Friday, June 17, 2011

Producing Onion Seed


I'm feeling nervous. Maybe you are too. This whole thing with Greece's economy and our own government's spend, spend, spend mentality. It can't go on without dire concequences for everyone. Economies around the world are so interconnected. Out of curiosity, I looked up this morning what the Great Depression's unemployment rate was in the USA, - 24.9 at its height. Greece's is presently at 16%. I believe in order to right our country and our world, it will have to undergo a painful period of time where hearts are changed and budgets readjusted to where we spend what we earn. But you are probably wondering what all that has to do with onion seeds because you know it does somehow, or at least I think it does or I wouldn't have mentioned it?

----------

PROBLEMS AND TASKS
1. In the onion seed post, what figure is given for the U.S. unemployment rate at the height of the Great Depression?
2. Extend the onion seed post, picking up after its final sentence.
The items after this point have nothing to do with the onion seed post.

Dataset records
----------

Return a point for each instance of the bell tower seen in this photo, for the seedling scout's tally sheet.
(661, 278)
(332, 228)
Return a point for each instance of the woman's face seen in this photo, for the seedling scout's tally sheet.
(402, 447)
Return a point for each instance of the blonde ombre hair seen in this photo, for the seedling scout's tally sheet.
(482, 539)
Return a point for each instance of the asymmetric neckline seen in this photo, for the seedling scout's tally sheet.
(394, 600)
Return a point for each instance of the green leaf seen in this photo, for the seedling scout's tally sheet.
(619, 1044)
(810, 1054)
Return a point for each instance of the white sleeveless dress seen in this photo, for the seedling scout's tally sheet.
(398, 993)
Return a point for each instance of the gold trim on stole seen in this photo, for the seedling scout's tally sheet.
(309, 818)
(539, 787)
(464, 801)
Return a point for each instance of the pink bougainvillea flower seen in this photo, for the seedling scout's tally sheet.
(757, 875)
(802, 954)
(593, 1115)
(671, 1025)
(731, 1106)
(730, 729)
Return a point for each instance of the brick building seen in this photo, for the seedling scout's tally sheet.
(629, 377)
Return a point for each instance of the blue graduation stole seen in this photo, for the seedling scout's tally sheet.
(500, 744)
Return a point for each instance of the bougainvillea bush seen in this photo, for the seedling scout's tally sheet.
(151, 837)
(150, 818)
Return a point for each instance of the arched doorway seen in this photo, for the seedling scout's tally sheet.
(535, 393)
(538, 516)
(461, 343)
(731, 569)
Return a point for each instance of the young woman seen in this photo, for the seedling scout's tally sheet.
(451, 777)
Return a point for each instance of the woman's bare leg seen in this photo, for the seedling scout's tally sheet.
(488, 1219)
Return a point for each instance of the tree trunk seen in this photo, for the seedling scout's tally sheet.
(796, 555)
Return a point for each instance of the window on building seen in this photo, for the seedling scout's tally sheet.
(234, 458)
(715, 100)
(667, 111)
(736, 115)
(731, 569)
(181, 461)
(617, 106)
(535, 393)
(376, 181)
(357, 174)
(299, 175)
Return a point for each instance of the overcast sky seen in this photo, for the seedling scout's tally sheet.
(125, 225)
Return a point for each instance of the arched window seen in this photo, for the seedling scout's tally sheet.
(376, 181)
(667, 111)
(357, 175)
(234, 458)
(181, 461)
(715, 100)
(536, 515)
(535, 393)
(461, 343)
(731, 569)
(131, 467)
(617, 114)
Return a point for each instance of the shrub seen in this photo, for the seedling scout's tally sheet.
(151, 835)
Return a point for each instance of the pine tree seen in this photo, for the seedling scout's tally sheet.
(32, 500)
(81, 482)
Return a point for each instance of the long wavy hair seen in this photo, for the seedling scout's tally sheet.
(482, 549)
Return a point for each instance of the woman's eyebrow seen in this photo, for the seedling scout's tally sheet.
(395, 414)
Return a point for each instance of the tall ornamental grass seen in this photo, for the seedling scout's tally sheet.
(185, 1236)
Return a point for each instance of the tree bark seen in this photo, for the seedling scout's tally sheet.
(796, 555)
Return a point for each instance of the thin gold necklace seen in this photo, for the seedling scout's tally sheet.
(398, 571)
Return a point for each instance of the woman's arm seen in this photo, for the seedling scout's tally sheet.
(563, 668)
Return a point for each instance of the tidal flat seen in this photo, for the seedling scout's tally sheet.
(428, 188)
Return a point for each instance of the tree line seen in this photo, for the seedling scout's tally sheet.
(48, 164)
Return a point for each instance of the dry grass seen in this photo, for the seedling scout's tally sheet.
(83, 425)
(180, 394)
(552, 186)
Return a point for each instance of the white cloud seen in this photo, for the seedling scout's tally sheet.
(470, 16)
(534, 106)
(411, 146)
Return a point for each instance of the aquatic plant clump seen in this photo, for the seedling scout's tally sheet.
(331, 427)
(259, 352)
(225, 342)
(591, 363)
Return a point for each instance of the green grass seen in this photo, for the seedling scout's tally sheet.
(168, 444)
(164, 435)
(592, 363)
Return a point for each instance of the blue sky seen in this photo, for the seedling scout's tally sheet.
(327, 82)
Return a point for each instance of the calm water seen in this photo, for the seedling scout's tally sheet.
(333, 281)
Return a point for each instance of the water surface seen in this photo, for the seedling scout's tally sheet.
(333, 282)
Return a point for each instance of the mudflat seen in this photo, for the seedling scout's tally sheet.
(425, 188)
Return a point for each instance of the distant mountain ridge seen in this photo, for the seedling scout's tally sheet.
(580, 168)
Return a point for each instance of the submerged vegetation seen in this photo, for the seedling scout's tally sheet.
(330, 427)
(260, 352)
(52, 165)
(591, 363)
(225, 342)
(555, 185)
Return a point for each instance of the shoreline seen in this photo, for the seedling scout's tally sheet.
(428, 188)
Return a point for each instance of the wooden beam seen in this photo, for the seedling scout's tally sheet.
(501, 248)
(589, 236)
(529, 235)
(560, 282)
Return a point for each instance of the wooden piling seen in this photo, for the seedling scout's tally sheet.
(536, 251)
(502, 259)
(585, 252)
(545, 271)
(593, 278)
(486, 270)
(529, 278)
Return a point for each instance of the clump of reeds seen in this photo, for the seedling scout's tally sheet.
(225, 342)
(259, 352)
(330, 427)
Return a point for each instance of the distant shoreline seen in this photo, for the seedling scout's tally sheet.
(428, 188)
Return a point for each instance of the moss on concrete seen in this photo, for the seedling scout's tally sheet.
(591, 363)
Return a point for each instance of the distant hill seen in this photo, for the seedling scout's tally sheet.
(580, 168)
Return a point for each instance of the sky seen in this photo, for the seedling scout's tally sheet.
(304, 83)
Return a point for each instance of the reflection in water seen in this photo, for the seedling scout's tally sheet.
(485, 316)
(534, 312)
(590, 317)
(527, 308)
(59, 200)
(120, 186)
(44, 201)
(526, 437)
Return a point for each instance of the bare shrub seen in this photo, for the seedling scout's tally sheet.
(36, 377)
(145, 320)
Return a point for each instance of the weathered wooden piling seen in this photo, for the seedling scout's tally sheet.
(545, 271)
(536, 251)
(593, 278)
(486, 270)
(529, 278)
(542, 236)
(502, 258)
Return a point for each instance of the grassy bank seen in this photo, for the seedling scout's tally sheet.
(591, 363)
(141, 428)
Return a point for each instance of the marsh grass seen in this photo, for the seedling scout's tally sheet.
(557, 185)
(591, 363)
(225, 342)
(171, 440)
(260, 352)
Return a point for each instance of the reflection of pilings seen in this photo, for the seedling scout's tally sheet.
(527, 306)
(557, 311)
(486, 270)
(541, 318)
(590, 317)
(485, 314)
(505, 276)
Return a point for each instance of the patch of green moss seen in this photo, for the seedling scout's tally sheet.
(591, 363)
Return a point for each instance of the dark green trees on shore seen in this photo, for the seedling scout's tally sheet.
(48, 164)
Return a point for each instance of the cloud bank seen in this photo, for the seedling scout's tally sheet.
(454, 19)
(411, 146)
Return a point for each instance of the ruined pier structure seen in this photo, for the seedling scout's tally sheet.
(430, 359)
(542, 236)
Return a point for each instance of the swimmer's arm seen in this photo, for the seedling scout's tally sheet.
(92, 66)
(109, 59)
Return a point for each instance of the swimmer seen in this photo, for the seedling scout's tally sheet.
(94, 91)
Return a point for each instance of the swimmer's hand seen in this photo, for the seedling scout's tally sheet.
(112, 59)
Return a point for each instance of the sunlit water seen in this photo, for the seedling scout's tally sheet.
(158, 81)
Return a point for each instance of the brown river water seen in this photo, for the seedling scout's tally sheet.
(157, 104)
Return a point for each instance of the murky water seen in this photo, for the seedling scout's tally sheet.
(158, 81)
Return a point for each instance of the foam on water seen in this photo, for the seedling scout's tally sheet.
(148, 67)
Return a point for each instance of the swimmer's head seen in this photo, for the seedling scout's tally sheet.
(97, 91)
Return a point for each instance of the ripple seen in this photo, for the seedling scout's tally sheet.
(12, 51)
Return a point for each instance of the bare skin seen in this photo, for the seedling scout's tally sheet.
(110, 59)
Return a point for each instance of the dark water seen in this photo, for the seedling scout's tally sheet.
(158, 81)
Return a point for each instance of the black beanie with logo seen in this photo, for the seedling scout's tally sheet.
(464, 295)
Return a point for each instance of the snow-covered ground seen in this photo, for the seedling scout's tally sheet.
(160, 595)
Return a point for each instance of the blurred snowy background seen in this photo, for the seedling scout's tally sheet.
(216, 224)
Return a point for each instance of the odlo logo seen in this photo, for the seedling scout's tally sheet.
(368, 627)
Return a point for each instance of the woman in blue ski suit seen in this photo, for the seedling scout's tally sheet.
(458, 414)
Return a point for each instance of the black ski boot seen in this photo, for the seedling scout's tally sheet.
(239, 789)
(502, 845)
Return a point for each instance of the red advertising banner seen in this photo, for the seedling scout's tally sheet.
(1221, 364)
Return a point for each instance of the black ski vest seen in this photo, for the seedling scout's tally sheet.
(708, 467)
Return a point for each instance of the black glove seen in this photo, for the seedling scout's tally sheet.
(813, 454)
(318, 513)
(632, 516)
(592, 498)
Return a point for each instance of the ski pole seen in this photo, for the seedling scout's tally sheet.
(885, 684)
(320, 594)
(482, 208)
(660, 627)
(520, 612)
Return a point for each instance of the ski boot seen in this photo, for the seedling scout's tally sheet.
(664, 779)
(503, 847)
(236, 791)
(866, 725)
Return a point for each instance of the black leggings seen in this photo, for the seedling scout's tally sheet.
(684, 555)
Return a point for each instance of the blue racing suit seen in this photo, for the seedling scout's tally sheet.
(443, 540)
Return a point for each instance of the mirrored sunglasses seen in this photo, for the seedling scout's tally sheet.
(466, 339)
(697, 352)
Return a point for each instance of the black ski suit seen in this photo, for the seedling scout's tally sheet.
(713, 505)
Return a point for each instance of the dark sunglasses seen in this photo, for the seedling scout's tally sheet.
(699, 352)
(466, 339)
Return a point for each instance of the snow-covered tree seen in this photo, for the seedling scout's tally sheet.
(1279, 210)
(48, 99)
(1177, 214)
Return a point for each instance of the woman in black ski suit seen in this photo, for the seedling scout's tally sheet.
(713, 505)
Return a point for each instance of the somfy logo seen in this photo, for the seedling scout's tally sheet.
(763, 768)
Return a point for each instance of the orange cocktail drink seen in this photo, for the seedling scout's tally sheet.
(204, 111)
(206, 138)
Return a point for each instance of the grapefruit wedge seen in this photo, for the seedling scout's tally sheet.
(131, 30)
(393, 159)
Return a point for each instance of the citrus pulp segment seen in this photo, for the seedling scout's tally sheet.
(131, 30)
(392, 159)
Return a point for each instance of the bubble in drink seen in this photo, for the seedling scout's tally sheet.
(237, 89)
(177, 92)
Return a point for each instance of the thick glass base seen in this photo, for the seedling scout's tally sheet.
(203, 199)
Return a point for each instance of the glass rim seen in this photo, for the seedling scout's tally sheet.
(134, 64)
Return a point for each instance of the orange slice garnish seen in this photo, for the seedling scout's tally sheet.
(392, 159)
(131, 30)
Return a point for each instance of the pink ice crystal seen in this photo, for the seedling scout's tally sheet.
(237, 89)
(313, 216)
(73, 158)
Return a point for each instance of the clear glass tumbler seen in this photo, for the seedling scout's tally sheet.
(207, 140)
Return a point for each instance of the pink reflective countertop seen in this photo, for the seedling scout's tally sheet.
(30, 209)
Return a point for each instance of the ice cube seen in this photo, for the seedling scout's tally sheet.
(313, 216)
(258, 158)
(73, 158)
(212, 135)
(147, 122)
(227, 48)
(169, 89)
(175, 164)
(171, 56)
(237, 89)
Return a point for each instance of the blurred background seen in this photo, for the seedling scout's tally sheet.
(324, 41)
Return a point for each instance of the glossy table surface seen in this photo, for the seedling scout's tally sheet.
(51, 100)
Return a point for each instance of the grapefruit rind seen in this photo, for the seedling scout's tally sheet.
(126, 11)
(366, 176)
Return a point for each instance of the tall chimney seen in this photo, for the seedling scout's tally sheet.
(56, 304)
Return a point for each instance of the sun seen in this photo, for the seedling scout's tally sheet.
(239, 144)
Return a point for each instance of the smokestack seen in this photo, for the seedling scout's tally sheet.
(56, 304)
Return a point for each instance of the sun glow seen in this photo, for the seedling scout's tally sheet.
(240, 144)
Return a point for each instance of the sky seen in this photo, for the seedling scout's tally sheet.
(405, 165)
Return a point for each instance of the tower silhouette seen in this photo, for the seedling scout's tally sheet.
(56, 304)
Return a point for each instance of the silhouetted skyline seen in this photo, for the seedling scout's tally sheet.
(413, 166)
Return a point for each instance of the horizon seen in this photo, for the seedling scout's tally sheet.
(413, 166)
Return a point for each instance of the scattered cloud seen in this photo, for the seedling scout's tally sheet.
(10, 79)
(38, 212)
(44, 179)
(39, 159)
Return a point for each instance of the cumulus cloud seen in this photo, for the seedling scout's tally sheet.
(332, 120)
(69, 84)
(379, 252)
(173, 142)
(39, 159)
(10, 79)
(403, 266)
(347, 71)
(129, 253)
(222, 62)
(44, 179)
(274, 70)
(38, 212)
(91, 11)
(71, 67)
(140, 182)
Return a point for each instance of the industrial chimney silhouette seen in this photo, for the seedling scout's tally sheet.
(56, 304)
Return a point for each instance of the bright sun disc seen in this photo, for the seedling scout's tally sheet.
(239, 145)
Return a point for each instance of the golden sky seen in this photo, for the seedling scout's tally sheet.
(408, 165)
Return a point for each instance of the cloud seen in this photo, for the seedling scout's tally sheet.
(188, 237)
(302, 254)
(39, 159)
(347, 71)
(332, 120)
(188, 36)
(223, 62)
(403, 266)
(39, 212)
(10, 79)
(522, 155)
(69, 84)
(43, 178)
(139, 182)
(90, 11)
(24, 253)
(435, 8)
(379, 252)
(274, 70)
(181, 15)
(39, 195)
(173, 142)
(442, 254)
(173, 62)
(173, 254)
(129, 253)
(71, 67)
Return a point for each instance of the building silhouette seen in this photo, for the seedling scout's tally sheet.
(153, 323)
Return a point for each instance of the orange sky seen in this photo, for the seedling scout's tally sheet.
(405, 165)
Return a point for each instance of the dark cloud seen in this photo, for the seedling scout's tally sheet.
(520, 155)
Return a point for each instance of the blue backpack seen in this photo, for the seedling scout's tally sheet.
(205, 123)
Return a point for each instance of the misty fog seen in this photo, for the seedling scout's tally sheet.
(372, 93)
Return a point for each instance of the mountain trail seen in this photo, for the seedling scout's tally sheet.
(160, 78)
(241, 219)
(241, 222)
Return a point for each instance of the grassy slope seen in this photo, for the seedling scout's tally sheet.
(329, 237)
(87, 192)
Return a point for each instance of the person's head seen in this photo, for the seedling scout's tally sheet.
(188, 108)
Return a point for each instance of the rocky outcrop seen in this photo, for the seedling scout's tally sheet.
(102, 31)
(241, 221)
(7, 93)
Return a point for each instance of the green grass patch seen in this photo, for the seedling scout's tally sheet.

----------

ANSWERS FOR THIS EXERCISE
1. 24.9

2.
It is in part why I'm working on becoming more self-sufficient. This unrest about the economy and the moral decay of our nation has kicked it into a higher gear. One of the skills I see I need is to learn to produce part of my own garden seeds.  In my ignorance I thought you could just grow a pumpkin, dig the seeds out, dry them, and plant them again. You can but what you'll get I've since learned is a mystery for there is inbreeding, outbreeding, wind pollination, insect pollination, and a raft of other things you need to know in order to make sure you will have a pumpkin seed produce another pumpkin just like it's parent.   
  
And since I'm partial to my food, that is one area I'm working on the hardest. I've several seed saving projects planned for this summer. Onions are one them.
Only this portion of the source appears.